* Start Provided data *

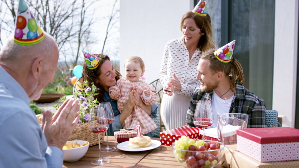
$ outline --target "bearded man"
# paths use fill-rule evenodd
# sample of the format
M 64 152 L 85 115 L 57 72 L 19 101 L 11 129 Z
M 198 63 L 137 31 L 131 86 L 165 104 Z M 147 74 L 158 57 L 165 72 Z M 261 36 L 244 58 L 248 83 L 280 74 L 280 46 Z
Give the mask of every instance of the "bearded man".
M 203 53 L 199 60 L 196 79 L 201 84 L 193 95 L 187 112 L 186 125 L 195 127 L 194 114 L 199 100 L 210 100 L 217 127 L 217 115 L 223 113 L 245 113 L 249 116 L 248 128 L 265 127 L 266 107 L 264 100 L 245 88 L 243 69 L 232 57 L 235 41 L 217 50 Z M 231 51 L 227 52 L 228 50 Z M 222 54 L 223 52 L 231 54 Z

* End Provided data *

- What the task asks -
Copy every line of the entries above word for word, leaving out the picture.

- Correct answer -
$ outline --target "bearded man"
# paths use fill-rule evenodd
# sample of the format
M 64 152 L 85 115 L 57 72 L 19 101 L 11 129 Z
M 198 63 L 137 31 L 131 86 L 165 104 Z M 147 74 L 158 57 L 165 72 Z M 261 36 L 244 58 L 248 83 L 280 74 L 280 46 Z
Give the mask of every instance of the "bearded man".
M 203 53 L 199 60 L 196 79 L 201 84 L 193 95 L 187 112 L 186 125 L 195 127 L 194 114 L 199 100 L 210 100 L 217 127 L 217 115 L 223 113 L 245 113 L 249 116 L 248 128 L 265 127 L 266 107 L 264 100 L 245 88 L 243 69 L 232 57 L 235 41 L 217 50 Z M 231 51 L 227 52 L 228 50 Z M 222 54 L 223 52 L 231 54 Z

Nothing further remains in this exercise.